■ Exercise objective: Rewrite the part of the records that opens with the line containing "Locate the carnival ride" and closes with the line containing "(98, 3), (348, 206)", both lines included, keeping the requests unchanged. Adjust every coordinate in the answers by -149.

[Raw records]
start

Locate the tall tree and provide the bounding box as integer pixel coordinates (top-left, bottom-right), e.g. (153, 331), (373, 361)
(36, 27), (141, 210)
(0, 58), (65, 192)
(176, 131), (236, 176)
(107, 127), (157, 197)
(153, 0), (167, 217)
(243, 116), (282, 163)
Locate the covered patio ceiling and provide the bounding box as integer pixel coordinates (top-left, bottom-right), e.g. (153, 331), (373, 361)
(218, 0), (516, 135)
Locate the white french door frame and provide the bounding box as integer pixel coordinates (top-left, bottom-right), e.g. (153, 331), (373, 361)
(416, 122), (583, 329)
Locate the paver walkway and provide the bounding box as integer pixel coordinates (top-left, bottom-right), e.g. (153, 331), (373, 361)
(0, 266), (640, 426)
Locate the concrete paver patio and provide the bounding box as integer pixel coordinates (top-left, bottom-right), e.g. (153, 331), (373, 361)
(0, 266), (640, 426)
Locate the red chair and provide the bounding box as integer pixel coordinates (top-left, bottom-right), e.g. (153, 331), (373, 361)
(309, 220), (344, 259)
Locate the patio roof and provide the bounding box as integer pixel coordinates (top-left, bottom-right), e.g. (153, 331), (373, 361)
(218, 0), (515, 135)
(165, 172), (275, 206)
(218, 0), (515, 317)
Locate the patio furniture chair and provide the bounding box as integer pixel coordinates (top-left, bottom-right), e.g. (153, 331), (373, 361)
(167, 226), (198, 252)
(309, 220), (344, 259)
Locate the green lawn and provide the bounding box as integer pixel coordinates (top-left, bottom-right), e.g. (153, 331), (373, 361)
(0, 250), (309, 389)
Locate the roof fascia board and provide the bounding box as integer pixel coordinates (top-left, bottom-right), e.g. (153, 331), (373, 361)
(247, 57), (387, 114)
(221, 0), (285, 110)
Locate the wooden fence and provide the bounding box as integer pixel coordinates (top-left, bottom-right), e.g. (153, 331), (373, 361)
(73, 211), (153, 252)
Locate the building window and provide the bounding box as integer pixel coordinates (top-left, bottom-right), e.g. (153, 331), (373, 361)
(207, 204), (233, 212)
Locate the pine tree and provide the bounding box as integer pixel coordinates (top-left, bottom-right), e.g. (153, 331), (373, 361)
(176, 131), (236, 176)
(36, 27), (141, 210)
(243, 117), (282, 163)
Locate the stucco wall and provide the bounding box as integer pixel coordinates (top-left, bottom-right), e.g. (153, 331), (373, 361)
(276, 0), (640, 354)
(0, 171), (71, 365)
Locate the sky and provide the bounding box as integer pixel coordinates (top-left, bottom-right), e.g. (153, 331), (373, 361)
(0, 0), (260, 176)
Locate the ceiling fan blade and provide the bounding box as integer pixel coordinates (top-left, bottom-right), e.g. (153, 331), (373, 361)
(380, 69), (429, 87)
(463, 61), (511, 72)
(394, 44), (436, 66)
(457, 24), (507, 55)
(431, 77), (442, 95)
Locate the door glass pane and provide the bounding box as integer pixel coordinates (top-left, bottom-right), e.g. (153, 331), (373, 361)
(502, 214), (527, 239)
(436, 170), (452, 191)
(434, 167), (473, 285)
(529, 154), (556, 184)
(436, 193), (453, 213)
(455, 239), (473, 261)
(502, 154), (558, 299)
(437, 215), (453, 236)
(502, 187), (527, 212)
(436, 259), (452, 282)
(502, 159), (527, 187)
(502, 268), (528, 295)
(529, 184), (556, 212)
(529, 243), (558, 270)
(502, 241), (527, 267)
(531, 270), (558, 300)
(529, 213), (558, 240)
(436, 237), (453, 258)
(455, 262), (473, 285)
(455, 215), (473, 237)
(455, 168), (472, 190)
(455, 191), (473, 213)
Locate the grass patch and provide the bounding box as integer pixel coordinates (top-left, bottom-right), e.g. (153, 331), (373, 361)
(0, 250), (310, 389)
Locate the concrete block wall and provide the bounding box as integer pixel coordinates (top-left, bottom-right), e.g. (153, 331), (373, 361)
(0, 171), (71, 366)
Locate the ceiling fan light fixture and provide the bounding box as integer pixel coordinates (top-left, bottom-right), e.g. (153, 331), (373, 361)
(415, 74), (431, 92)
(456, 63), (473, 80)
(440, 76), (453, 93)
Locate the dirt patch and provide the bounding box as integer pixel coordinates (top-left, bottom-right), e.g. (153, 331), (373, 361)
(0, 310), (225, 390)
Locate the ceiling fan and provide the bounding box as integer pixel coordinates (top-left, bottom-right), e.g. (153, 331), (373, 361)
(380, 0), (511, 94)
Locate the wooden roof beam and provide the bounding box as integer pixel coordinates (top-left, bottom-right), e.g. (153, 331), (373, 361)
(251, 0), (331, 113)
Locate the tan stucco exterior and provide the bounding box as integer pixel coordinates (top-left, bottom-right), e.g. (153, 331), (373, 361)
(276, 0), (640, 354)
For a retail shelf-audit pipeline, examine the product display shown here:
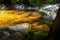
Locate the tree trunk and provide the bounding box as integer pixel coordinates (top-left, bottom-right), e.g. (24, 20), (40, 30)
(47, 8), (60, 40)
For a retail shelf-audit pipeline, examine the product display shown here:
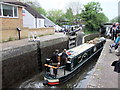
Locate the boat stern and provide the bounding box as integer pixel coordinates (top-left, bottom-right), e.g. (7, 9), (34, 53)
(43, 77), (60, 85)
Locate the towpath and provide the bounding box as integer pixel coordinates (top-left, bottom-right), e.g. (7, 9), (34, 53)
(87, 39), (120, 88)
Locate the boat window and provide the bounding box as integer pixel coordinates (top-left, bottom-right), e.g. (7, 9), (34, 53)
(0, 4), (18, 17)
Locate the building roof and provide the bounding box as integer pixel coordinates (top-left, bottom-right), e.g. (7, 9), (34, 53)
(25, 4), (44, 19)
(0, 0), (25, 6)
(42, 15), (56, 27)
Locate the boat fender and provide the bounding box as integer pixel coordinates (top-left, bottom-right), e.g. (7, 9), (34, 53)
(43, 80), (48, 85)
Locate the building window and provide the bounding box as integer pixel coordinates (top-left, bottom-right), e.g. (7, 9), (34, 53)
(14, 7), (18, 17)
(0, 4), (18, 17)
(2, 4), (13, 17)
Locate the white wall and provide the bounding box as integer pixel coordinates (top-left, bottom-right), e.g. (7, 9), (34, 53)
(37, 18), (45, 28)
(23, 9), (35, 28)
(23, 9), (45, 28)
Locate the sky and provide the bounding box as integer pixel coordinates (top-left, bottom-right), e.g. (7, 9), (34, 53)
(35, 0), (120, 20)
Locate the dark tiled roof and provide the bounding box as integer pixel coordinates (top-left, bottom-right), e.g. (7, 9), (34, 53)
(25, 4), (44, 19)
(0, 0), (25, 6)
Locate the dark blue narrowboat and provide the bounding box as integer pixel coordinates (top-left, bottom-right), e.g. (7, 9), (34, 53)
(43, 38), (106, 85)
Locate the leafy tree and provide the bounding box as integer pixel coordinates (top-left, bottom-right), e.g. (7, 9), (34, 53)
(47, 10), (64, 24)
(21, 0), (46, 16)
(67, 1), (82, 15)
(80, 2), (108, 31)
(65, 8), (74, 25)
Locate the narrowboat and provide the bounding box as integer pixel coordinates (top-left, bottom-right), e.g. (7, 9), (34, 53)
(43, 38), (106, 85)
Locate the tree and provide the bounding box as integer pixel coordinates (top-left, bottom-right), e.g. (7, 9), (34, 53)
(111, 16), (120, 23)
(20, 0), (46, 16)
(65, 8), (74, 25)
(67, 2), (82, 15)
(80, 2), (108, 31)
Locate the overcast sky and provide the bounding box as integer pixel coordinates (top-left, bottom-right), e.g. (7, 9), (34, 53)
(36, 0), (120, 20)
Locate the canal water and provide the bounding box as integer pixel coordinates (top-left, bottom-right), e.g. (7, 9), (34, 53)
(19, 57), (98, 88)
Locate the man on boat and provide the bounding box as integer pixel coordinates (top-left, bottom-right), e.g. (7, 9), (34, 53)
(60, 49), (68, 66)
(51, 50), (59, 77)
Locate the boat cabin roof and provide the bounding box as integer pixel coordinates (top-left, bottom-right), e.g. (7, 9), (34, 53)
(67, 43), (94, 58)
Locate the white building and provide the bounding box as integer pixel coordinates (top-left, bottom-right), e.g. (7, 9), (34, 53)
(23, 4), (45, 28)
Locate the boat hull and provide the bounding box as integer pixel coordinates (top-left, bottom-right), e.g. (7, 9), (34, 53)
(44, 41), (105, 85)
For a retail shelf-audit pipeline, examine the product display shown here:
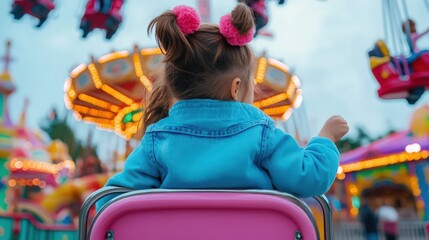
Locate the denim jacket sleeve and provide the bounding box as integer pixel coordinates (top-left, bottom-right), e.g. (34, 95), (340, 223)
(261, 127), (340, 197)
(96, 134), (160, 210)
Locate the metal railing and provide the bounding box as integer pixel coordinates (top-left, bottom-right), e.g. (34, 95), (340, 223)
(335, 221), (429, 240)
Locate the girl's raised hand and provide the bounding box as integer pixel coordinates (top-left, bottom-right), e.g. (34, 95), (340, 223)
(319, 115), (349, 142)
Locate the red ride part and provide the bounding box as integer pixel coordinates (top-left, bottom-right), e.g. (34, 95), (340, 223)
(10, 0), (55, 27)
(370, 42), (429, 104)
(80, 0), (124, 39)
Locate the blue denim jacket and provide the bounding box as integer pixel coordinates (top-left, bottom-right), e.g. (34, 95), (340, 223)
(98, 99), (339, 206)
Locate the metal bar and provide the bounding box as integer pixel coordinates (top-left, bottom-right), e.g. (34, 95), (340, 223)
(79, 187), (131, 240)
(314, 195), (334, 240)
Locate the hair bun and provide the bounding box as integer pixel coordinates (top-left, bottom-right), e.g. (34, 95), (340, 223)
(231, 3), (255, 35)
(172, 5), (200, 35)
(219, 3), (255, 46)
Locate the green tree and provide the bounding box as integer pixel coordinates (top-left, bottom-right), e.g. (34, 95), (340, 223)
(40, 109), (84, 161)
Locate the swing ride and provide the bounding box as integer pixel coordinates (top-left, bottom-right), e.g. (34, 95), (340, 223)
(10, 0), (55, 27)
(368, 0), (429, 104)
(80, 0), (124, 39)
(64, 46), (302, 139)
(10, 0), (285, 39)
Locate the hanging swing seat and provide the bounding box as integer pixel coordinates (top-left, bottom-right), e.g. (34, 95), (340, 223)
(10, 0), (55, 27)
(80, 0), (124, 39)
(368, 40), (429, 104)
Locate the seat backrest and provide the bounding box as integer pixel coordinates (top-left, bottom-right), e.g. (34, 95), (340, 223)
(89, 191), (319, 240)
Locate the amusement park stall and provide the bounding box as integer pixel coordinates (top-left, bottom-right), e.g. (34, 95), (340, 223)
(0, 42), (76, 239)
(335, 105), (429, 221)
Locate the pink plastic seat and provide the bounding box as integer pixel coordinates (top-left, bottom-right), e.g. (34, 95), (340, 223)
(81, 190), (328, 240)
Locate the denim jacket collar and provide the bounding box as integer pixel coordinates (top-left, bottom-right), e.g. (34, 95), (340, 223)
(148, 99), (272, 131)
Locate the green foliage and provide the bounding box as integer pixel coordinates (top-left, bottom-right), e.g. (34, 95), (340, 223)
(40, 109), (84, 161)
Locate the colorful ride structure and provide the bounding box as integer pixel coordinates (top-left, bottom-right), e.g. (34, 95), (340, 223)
(65, 46), (302, 139)
(0, 42), (75, 239)
(368, 0), (429, 104)
(335, 105), (429, 220)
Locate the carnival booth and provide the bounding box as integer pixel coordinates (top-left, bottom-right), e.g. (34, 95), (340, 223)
(337, 105), (429, 220)
(0, 42), (76, 239)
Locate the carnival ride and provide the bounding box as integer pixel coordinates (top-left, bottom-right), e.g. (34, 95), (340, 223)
(337, 105), (429, 219)
(10, 0), (285, 39)
(80, 0), (124, 39)
(10, 0), (55, 27)
(65, 46), (302, 139)
(0, 42), (83, 239)
(368, 0), (429, 104)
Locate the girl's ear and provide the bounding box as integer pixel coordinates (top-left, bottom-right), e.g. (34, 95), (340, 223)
(231, 78), (241, 101)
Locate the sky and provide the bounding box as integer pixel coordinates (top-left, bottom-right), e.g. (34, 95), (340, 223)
(0, 0), (429, 161)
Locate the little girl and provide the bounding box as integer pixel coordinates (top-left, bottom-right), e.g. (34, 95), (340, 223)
(98, 3), (348, 206)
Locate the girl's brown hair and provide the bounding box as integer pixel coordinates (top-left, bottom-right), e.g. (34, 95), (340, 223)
(143, 3), (254, 133)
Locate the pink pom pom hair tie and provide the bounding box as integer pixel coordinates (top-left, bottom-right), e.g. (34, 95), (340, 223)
(172, 5), (200, 35)
(219, 14), (255, 46)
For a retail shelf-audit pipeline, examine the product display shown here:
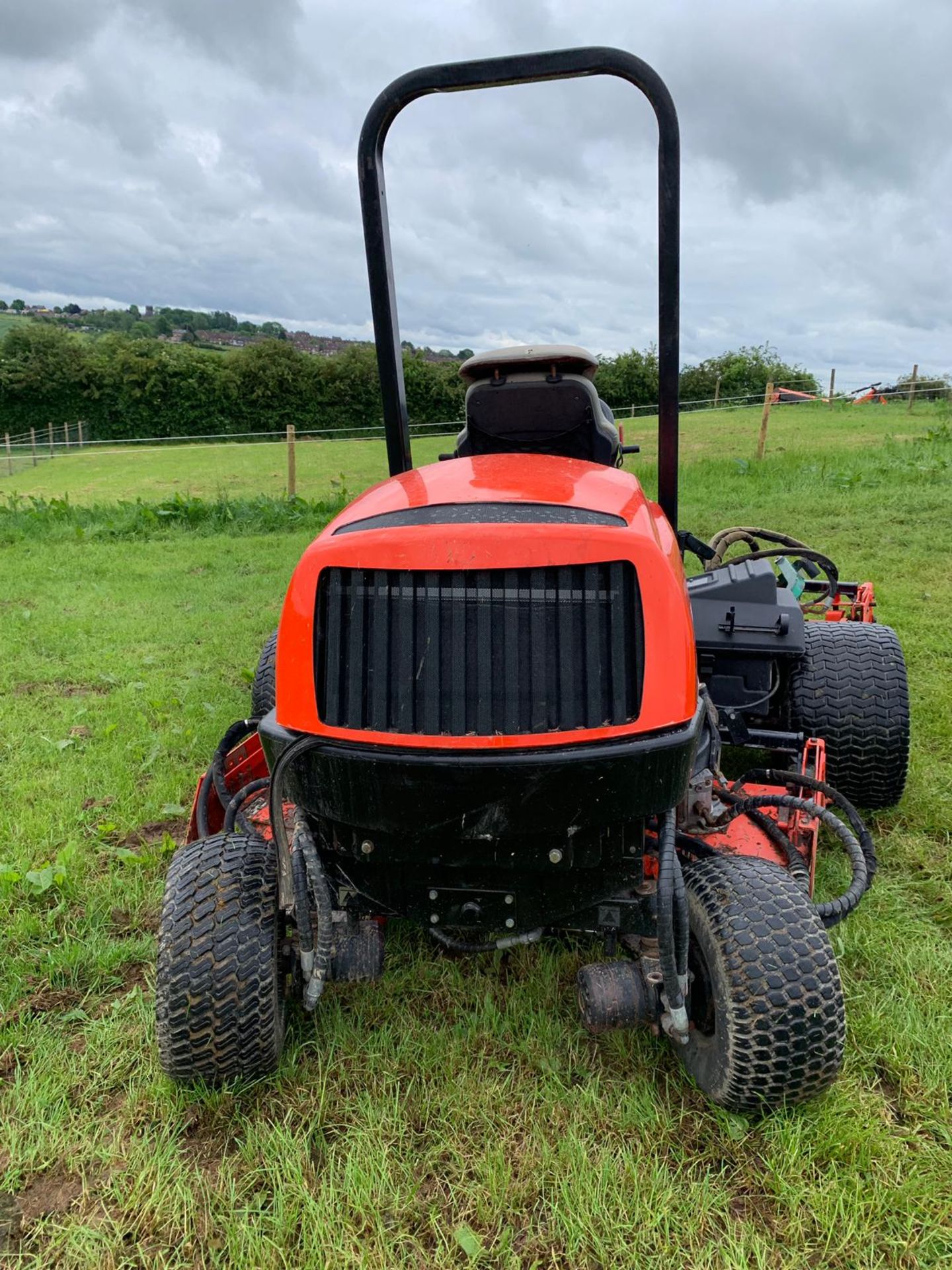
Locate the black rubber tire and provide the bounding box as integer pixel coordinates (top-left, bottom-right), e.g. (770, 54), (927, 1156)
(787, 622), (909, 808)
(155, 833), (287, 1085)
(675, 856), (846, 1114)
(251, 631), (278, 719)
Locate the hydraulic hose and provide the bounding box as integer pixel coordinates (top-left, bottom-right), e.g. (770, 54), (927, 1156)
(658, 808), (688, 1044)
(426, 926), (542, 952)
(196, 767), (212, 838)
(211, 719), (262, 808)
(705, 526), (839, 610)
(721, 794), (869, 927)
(291, 838), (313, 983)
(292, 812), (334, 1009)
(731, 767), (877, 888)
(222, 776), (272, 833)
(715, 785), (810, 890)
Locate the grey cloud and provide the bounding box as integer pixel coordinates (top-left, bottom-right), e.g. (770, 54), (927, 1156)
(0, 0), (952, 381)
(0, 0), (109, 61)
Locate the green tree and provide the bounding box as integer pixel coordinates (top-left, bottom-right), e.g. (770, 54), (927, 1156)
(0, 321), (89, 419)
(680, 344), (820, 409)
(595, 345), (658, 407)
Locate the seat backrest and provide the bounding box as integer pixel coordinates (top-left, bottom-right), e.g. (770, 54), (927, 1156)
(456, 347), (618, 466)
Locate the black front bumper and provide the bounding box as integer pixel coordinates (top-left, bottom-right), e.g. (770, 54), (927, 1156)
(259, 708), (702, 935)
(259, 706), (702, 852)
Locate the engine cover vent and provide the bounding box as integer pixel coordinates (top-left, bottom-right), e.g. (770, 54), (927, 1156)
(315, 560), (643, 737)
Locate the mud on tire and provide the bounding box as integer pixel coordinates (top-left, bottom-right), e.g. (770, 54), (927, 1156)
(675, 857), (846, 1113)
(251, 631), (278, 719)
(156, 833), (286, 1085)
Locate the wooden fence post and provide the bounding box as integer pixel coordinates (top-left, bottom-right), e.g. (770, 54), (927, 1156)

end

■ Correct output:
Locate the carnival ride and provide the bounding box as integer pixel coordinates (top-left, bottom-right), e.g. (34, 95), (340, 223)
(188, -44), (280, 70)
(-139, -149), (136, -110)
(-69, -149), (-25, -110)
(-139, -149), (-94, -122)
(-84, -103), (153, -10)
(-149, -107), (-66, 90)
(219, -149), (280, -45)
Locate the girl's ear and provide the bounding box as integer pixel coordinates (top-left, bottom-right), e.g. (34, 95), (340, 223)
(82, -71), (92, -48)
Locate the sky and provide the bounding box as integer pixel coordinates (top-left, bottom-right), e.g. (34, 95), (340, 223)
(-149, -149), (280, 12)
Locate the little girl and provide the bounding box as integer pixel coordinates (top-left, bottom-right), e.g. (34, 95), (340, 223)
(-51, -146), (199, 57)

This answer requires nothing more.